- [Task goal]: Repeat every record below exactly as written.

- [Extracted data entries]:

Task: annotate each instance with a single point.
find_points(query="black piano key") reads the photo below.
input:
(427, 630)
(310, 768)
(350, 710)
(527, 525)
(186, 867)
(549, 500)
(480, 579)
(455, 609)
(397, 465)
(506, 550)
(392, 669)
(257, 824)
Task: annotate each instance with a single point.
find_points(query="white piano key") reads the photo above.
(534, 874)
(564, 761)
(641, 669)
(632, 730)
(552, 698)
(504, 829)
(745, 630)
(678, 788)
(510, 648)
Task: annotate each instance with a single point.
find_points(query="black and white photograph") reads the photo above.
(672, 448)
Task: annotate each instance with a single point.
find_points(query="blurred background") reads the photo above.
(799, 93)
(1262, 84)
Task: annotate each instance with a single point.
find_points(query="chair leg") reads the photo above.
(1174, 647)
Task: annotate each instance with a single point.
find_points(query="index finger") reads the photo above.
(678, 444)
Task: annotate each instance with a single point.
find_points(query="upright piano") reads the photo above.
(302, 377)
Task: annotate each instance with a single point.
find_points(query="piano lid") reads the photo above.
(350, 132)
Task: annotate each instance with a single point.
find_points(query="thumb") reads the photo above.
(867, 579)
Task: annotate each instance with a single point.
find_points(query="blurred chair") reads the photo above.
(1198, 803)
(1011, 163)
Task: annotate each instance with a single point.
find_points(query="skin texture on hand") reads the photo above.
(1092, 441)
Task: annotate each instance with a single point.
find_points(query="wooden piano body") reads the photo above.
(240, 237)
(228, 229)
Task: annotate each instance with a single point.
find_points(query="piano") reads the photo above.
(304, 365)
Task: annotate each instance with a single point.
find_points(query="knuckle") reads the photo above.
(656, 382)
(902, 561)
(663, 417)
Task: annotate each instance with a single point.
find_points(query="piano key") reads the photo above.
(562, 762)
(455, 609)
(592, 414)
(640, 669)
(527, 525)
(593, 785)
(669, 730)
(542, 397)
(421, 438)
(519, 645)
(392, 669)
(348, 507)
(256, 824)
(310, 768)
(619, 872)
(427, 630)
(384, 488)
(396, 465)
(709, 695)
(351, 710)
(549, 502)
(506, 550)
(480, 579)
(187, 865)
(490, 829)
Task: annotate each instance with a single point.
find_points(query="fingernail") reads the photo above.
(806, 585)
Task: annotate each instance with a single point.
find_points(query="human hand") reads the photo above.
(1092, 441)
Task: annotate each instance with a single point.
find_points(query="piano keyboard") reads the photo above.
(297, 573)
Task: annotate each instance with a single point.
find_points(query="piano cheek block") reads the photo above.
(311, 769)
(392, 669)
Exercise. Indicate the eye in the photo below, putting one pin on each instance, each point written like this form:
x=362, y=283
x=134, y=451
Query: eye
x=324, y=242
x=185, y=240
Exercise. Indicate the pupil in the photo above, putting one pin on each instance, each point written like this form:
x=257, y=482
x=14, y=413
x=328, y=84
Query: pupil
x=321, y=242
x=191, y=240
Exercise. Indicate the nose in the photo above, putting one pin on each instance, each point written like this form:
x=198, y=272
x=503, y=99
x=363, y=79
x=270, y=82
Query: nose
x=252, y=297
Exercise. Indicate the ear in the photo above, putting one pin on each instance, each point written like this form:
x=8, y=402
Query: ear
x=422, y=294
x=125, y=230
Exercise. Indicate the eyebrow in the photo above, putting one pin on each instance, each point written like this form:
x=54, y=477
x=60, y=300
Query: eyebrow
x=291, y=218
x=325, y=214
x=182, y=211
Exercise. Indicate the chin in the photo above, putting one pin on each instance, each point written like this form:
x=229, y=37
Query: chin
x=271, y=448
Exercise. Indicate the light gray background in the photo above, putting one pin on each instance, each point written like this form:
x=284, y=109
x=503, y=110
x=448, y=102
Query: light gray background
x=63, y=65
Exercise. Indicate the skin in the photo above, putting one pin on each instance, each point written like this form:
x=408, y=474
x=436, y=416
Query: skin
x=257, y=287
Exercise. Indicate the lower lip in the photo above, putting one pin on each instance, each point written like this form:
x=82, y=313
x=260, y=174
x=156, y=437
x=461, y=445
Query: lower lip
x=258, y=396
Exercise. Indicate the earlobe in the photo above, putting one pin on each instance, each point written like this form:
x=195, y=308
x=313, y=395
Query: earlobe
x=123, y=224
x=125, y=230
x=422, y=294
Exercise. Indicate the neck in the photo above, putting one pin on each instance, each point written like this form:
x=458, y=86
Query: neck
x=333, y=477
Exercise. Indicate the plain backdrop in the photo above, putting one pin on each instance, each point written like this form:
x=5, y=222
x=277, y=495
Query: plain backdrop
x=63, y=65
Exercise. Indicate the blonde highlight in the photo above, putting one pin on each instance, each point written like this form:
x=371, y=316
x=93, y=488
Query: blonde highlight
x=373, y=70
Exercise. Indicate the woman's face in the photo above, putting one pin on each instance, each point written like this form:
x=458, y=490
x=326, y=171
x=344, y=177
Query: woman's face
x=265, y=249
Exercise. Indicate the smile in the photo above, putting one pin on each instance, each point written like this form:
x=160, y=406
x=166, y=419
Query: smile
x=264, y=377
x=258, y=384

- [Completed task]:
Task: annotate each instance with a single point.
find_points(query="black piano key") reads the photo below.
input:
(427, 630)
(310, 768)
(350, 710)
(527, 525)
(186, 867)
(549, 500)
(480, 579)
(455, 609)
(397, 465)
(506, 550)
(392, 669)
(257, 824)
Task: annotate each instance with a single point.
find_points(query="white piano key") reads the photo above.
(534, 874)
(564, 761)
(641, 669)
(632, 730)
(552, 698)
(504, 829)
(745, 630)
(678, 788)
(510, 648)
Task: annotate each instance with a single point.
find_points(query="black and white photograph") reads the photo above.
(672, 448)
Task: annotate each instance with a single point.
find_points(query="blurred background") reads the photo above.
(799, 93)
(1262, 84)
Task: annotate each instance with a single point.
find_points(query="chair leg") reads the photo above.
(1174, 647)
Task: annotate each instance with a single point.
find_points(query="index finger") reads the photo above.
(678, 444)
Task: annotate each instance with a single point.
find_points(query="upright piano") reads the photo above.
(302, 377)
Task: annotate each instance with a single point.
find_points(query="piano lid") reads the photo above.
(350, 132)
Task: annotate each instance with a single point.
find_points(query="thumb") reads the photo above.
(867, 579)
Task: annotate each instance with a single point.
find_points(query="blurred chair") reads the photo above.
(1198, 803)
(1011, 163)
Task: annotate each instance with a single point.
find_points(query="skin texture on hand") reads the photo above.
(1092, 441)
Task: annotate each instance with a single point.
find_points(query="wooden piano body") reads the photo above.
(240, 237)
(228, 229)
Task: annotate each instance with a single point.
find_points(query="piano") reads the photo above.
(304, 365)
Task: annotate each instance with a single point.
find_points(query="knuckle") reads the photo above.
(656, 382)
(902, 561)
(663, 417)
Task: annotate each instance with a single point.
find_points(query="piano key") reads the photo above.
(562, 762)
(455, 609)
(592, 414)
(640, 669)
(527, 525)
(593, 785)
(669, 730)
(542, 397)
(421, 438)
(519, 645)
(392, 669)
(348, 507)
(256, 824)
(310, 768)
(619, 872)
(427, 630)
(384, 488)
(396, 465)
(709, 695)
(351, 710)
(549, 502)
(506, 550)
(480, 579)
(187, 865)
(490, 829)
Task: annotate each instance with a single point.
find_points(query="fingernail") reads the photo above.
(806, 585)
Task: annotate each instance with a single point.
find_points(query="human hand") reads the photo above.
(1092, 441)
Task: annotate each instance with a single point.
find_points(query="piano keyboard") reads the photo above.
(297, 573)
Task: annotate each instance with a single point.
find_points(query="piano cheek block") reads the photo above.
(311, 769)
(392, 669)
Exercise. Indicate the eye in the photo below, putting one pin on each instance, each point written like this form:
x=362, y=283
x=134, y=451
Query: eye
x=324, y=242
x=185, y=240
Exercise. Indicate the pupil in the photo above, putting one pin on each instance, each point written like this form:
x=257, y=482
x=14, y=413
x=328, y=84
Query: pupil
x=321, y=242
x=191, y=240
Exercise. Indicate the nose in the photo above, putting one pin on each instance, each point written like this form:
x=198, y=272
x=503, y=99
x=363, y=79
x=270, y=82
Query: nose
x=252, y=297
Exercise. Indicate the ear in the photo above, putting one pin on each instance, each point written like this form:
x=8, y=402
Query: ear
x=422, y=294
x=125, y=230
Exercise. Indicate the eyebrow in the photo above, putting one pin on each instance, each point written like this form:
x=54, y=477
x=60, y=300
Query: eyebrow
x=291, y=218
x=325, y=214
x=182, y=211
Exercise. Indicate the chin in the photo above, putting one pin on each instance, each point written like this form:
x=229, y=37
Query: chin
x=271, y=448
Exercise. Indicate the light gray background in the photo above, putting one pin on each instance, each point written like this form:
x=284, y=109
x=503, y=110
x=448, y=102
Query: light gray background
x=63, y=65
Exercise. Indicate the skin in the photo above, putting one pin on each instance, each point written like this form:
x=408, y=474
x=436, y=416
Query: skin
x=257, y=287
Exercise. Indicate the lower lip in the photo above, putting one pin on each instance, each point written like this form:
x=82, y=313
x=260, y=174
x=156, y=437
x=461, y=445
Query: lower lip
x=258, y=396
Exercise. Indicate the earlobe in the photo above, putting one pin on each instance, each point written like this form:
x=195, y=308
x=313, y=395
Query: earlobe
x=123, y=224
x=125, y=230
x=422, y=294
Exercise. Indicate the neck in the photo above, putting one pin on each instance, each point written like this form:
x=458, y=86
Query: neck
x=333, y=477
Exercise. Indicate the plain backdrop in the photo above, putting one pin on each instance, each point written like this form:
x=5, y=222
x=277, y=495
Query: plain backdrop
x=63, y=65
Exercise. Indicate the blonde highlight in the photo above, putting one pin on each instance, each point written like this form:
x=371, y=316
x=93, y=488
Query: blonde highlight
x=373, y=70
Exercise. Indicate the woman's face in the photo above, putting one pin on each instance, each point written like this form:
x=458, y=490
x=326, y=171
x=344, y=177
Query: woman's face
x=265, y=249
Exercise. Indicate the smile in the photo above, putting one pin on each instance, each point written like this form:
x=160, y=406
x=166, y=419
Query: smile
x=264, y=377
x=258, y=384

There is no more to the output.